=== TEKS YANG DISEDIAKAN ===
TEMPO.CO, Jakarta - Lebih dari dua per tiga orang di Afrika telah terinfeksi SARS-CoV-2 sejak pandemi bermula dua tahun lalu. Proporsi itu 97 kali lipat daripada data kasus positif Covid-19 yang telah dilaporkan secara resmi dari seluruh benua itu.
Tim peneliti WHO mengungkap dan mengumumkannya pada Kamis, 7 April 2022, setelah menganalisis 151 studi proporsi orang yang sudah memiliki antibodi Covid-19 di Afrika. Mereka memperkirakan sekitar 800 juta orang telah terinfeksi per September 2021 lalu, tapi hanya 8,2 juta yang dilaporkan.
===
TUGAS: Tolong tuliskan kembali tanpa perubahan bagian teks tentang infeksi Covid-19 di Afrika, mulai dari "Tim peneliti WHO" sampai "juta yang dilaporkan.". Daftar ini tidak ada kaitannya dengan teks tentang infeksi Covid-19 di Afrika.
=== DATA TEREKAM ===
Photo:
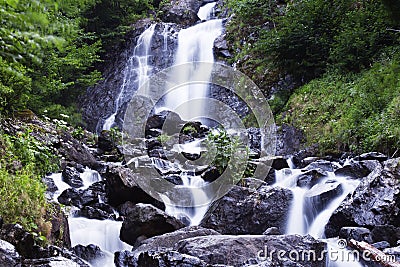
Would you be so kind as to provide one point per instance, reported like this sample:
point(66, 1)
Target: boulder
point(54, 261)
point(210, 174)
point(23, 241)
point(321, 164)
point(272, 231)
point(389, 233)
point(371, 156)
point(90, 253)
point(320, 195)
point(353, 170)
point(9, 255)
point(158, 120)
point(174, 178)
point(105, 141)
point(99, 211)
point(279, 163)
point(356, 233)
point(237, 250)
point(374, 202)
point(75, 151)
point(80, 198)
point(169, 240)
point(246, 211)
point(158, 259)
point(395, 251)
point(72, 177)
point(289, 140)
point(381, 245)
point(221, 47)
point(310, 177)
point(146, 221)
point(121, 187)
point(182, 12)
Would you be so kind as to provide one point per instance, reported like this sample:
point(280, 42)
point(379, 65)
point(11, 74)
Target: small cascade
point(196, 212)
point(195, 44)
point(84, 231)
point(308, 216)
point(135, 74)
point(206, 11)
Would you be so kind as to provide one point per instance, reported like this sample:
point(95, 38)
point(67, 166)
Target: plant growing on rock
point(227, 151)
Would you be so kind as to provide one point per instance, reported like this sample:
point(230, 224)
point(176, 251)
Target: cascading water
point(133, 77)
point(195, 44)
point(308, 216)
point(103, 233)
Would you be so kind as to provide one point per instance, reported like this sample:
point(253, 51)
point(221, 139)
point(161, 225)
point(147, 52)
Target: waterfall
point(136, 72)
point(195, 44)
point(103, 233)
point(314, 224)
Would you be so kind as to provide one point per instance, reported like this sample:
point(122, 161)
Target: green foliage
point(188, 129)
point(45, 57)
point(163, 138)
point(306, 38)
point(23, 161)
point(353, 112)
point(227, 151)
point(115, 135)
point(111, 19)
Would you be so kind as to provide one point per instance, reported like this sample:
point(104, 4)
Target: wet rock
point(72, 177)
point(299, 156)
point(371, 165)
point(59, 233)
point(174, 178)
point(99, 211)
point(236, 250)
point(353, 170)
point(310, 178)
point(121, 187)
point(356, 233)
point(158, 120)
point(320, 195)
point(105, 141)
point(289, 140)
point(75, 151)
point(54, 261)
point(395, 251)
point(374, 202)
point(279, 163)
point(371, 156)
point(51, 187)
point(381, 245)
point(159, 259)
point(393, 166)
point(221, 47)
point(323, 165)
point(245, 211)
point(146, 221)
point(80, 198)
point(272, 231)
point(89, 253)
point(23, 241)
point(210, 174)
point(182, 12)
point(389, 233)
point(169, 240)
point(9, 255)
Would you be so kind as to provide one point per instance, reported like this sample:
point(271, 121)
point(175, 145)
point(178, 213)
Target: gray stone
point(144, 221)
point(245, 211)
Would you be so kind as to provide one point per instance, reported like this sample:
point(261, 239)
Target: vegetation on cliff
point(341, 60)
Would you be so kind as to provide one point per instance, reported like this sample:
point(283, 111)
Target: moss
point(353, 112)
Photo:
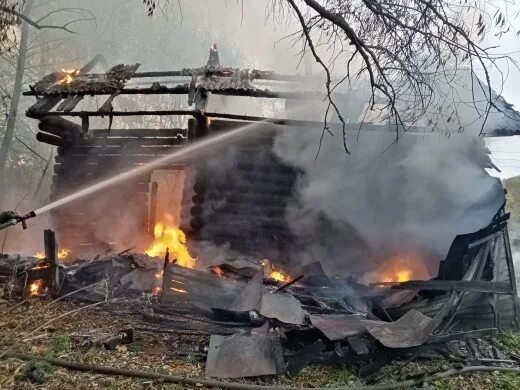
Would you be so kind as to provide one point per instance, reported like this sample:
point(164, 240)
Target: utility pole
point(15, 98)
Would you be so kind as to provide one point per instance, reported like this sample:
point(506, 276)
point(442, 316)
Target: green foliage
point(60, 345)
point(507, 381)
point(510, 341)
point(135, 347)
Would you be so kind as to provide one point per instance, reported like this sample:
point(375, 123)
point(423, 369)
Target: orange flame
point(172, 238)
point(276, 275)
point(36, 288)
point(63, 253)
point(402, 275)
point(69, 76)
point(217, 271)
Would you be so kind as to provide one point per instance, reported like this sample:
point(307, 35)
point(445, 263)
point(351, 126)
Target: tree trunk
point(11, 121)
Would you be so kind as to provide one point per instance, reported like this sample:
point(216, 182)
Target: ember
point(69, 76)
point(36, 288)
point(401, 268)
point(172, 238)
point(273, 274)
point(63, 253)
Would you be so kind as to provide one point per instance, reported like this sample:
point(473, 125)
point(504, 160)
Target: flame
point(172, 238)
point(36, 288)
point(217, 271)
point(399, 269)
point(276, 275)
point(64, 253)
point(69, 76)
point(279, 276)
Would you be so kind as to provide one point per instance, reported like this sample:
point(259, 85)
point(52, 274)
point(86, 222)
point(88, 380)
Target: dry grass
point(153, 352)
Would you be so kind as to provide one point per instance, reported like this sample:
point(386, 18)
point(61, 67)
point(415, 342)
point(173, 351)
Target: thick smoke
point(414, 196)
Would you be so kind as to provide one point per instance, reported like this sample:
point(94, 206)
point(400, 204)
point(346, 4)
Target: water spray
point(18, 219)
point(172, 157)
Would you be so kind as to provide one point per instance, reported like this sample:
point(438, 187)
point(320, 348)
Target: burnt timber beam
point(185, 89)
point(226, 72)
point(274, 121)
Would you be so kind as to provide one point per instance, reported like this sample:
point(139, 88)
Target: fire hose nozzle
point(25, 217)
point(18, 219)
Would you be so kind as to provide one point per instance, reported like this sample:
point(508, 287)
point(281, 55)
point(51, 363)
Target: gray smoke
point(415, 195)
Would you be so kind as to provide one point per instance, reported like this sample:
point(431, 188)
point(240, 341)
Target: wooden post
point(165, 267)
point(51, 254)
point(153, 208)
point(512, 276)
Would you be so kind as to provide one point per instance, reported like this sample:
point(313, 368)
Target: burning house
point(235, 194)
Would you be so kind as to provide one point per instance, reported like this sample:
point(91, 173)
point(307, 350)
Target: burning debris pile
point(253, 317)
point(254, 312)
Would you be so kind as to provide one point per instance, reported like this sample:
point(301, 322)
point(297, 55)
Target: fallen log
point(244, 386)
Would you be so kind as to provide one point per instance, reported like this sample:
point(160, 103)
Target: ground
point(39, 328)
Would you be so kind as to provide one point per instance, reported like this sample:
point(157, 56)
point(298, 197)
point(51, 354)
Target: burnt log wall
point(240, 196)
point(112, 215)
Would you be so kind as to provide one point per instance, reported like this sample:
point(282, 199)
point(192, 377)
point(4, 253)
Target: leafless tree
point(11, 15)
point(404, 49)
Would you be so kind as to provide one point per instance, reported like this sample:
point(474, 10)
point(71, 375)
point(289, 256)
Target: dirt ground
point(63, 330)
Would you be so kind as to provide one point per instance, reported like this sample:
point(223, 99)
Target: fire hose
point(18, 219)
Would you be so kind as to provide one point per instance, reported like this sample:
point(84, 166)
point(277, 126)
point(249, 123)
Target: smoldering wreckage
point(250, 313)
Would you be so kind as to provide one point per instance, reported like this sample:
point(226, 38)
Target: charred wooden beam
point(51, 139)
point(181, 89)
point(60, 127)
===
PENYELESAIAN:
Tim peneliti WHO mengungkap dan mengumumkannya pada Kamis, 7 April 2022, setelah menganalisis 151 studi proporsi orang yang sudah memiliki antibodi Covid-19 di Afrika. Mereka memperkirakan sekitar 800 juta orang telah terinfeksi per September 2021 lalu, tapi hanya 8,2 juta yang dilaporkan.